**Work request**
Down to the final line, print the records again exactly.
· · · · · · ·
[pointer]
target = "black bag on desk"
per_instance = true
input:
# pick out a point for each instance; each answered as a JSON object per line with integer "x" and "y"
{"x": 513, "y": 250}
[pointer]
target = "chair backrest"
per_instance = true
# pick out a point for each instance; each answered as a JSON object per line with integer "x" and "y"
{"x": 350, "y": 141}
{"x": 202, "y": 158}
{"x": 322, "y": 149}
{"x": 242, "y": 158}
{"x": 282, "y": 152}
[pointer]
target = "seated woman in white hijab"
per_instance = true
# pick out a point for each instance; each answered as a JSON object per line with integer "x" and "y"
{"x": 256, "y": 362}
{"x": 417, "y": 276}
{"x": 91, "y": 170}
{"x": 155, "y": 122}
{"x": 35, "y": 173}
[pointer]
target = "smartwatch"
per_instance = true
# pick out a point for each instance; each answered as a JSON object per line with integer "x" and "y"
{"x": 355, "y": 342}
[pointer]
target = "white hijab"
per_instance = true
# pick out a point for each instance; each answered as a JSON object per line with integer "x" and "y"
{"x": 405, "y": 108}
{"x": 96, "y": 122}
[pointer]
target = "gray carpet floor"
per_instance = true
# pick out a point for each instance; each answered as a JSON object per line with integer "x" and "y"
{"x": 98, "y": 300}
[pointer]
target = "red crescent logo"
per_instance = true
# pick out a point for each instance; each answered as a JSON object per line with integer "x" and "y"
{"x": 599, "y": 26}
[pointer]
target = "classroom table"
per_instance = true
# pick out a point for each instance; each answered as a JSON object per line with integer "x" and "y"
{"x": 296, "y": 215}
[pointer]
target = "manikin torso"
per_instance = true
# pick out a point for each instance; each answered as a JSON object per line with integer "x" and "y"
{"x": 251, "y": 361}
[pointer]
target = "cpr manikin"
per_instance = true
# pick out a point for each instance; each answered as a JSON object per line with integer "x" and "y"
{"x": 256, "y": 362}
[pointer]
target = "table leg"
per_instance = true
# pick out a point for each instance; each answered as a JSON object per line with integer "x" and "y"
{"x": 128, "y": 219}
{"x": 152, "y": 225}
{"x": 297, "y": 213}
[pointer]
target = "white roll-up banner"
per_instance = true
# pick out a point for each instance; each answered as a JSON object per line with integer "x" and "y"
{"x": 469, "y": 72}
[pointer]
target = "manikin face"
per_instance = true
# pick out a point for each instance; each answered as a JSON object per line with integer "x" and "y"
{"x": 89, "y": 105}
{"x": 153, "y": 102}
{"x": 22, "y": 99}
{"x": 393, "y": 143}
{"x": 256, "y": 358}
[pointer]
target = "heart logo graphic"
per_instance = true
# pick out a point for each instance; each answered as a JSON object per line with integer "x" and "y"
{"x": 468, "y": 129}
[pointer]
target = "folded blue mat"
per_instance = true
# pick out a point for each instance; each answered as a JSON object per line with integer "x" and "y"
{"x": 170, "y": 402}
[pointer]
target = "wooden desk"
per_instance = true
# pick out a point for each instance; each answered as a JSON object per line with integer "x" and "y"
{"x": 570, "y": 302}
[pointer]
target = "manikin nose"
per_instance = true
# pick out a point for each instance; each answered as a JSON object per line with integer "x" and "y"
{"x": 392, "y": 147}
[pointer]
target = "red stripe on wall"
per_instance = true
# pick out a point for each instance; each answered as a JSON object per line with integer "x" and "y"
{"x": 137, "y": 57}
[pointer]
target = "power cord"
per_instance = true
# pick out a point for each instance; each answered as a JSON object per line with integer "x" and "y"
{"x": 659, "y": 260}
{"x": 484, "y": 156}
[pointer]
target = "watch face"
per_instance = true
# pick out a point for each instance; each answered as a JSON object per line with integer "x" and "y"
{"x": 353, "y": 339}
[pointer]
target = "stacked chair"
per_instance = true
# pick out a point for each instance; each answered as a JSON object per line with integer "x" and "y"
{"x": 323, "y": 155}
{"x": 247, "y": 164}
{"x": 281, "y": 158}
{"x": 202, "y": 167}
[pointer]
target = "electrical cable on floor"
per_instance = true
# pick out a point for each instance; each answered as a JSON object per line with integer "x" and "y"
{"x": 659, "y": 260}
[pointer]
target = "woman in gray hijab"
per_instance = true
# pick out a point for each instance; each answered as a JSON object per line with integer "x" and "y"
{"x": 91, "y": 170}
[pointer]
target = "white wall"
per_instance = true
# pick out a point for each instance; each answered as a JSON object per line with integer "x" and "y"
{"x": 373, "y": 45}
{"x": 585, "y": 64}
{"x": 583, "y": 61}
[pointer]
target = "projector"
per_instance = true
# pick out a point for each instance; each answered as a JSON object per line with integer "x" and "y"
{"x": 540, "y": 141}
· · · · · · ·
**Exercise answer**
[pointer]
target = "black bag on desk"
per_instance = true
input:
# pick out a point for each instance; each answered as a JSON object per line with integer "x" and "y"
{"x": 513, "y": 250}
[pointer]
target = "chair backrest"
per_instance = true
# pick out a point for each instance; each answered as a JSON object per line with integer "x" and "y"
{"x": 350, "y": 141}
{"x": 202, "y": 158}
{"x": 322, "y": 149}
{"x": 242, "y": 158}
{"x": 282, "y": 152}
[pointer]
target = "seated woman in white hijab"
per_instance = true
# pick out a point for each instance; each answered as a JSON object per line with integer "x" and "y"
{"x": 256, "y": 362}
{"x": 417, "y": 276}
{"x": 91, "y": 170}
{"x": 155, "y": 122}
{"x": 35, "y": 173}
[pointer]
target = "smartwatch"
per_instance = true
# pick out a point for each instance; each answered as a JSON object per line with integer "x" and "y"
{"x": 355, "y": 342}
[pointer]
target = "white hijab"
per_instance = true
# pick out a point for each instance; each answered as a JSON object per line with integer "x" and "y"
{"x": 405, "y": 108}
{"x": 96, "y": 122}
[pointer]
target = "gray carpet floor"
per_instance = true
# pick out a point for each instance; each answered as a JSON object per line with integer "x" and "y"
{"x": 98, "y": 300}
[pointer]
target = "red crescent logo"
per_instance = true
# pick out a point for each instance; each answered as a JSON object per line with integer "x" and "y"
{"x": 599, "y": 26}
[pointer]
target = "classroom table"
per_instance = true
# pick out a point for each instance; each answered as a JSON object per line with integer "x" and "y"
{"x": 296, "y": 215}
[pointer]
target = "manikin torso"
per_instance = true
# pick out a point for each instance; each answered as a JSON object per line with integer "x" and "y"
{"x": 251, "y": 361}
[pointer]
target = "cpr manikin"
per_instance = true
# pick out a point for each instance; each answered as a JSON object per line with integer "x" and "y"
{"x": 256, "y": 362}
[pointer]
target = "table leg"
per_instance = true
# pick out a point for each instance; each answered as a JSON object per line with integer "x" and "y"
{"x": 128, "y": 219}
{"x": 152, "y": 225}
{"x": 297, "y": 213}
[pointer]
target = "white roll-up banner"
per_instance = true
# pick out a point for each instance; each answered as a JSON object per line with integer "x" and "y"
{"x": 469, "y": 72}
[pointer]
target = "manikin face"
per_instance = true
# pick out a point for each instance; each answered as a JSON object per line with integer "x" and "y"
{"x": 89, "y": 105}
{"x": 153, "y": 102}
{"x": 22, "y": 99}
{"x": 393, "y": 143}
{"x": 256, "y": 358}
[pointer]
target = "heart logo graphic"
per_instance = true
# pick out a point for each instance; each answered as a JSON object per line with integer "x" and "y"
{"x": 468, "y": 129}
[pointer]
target = "folded blue mat"
per_instance = true
# pick out a point for each instance; each answered as a JSON object per line with integer "x" and "y"
{"x": 170, "y": 402}
[pointer]
target = "wooden desk"
per_instance = true
# pick out a point for each instance; each answered as a JSON object per line with integer "x" and "y"
{"x": 570, "y": 302}
[pointer]
target = "manikin nose"
per_instance = true
# pick out a point for each instance; each answered as a JSON object per line with integer "x" and "y"
{"x": 392, "y": 147}
[pointer]
target = "red stripe on wall"
per_instance = true
# pick out a point for each instance; each answered as a JSON object per line with integer "x" and "y"
{"x": 137, "y": 57}
[pointer]
target = "power cord"
per_instance = true
# pick out a point for each instance; each answered as a JSON object per line with integer "x" and "y"
{"x": 659, "y": 260}
{"x": 484, "y": 156}
[pointer]
target = "watch face"
per_instance = true
# pick out a point for each instance; each answered as a JSON object per line with integer "x" and "y"
{"x": 353, "y": 339}
[pointer]
target = "stacked chair"
per_instance = true
# pick out a point for each instance; each answered as a JSON object per line with integer "x" and "y"
{"x": 323, "y": 155}
{"x": 247, "y": 164}
{"x": 281, "y": 158}
{"x": 202, "y": 167}
[pointer]
target = "electrical cable on floor"
per_instance = true
# pick out a point for each instance; each answered as a JSON object per line with integer "x" and "y"
{"x": 659, "y": 260}
[pointer]
target = "woman in gray hijab"
per_instance = true
# pick out a point for each instance; each answered as a JSON object per line with integer "x" and "y"
{"x": 91, "y": 170}
[pointer]
target = "white wall"
per_instance = true
# pick out a point for each instance; each answered as a JSON object per line with integer "x" and "y"
{"x": 373, "y": 45}
{"x": 585, "y": 64}
{"x": 583, "y": 61}
[pointer]
target = "projector"
per_instance = true
# pick out a point for each instance; each answered as a JSON object per line with integer "x" and "y"
{"x": 540, "y": 141}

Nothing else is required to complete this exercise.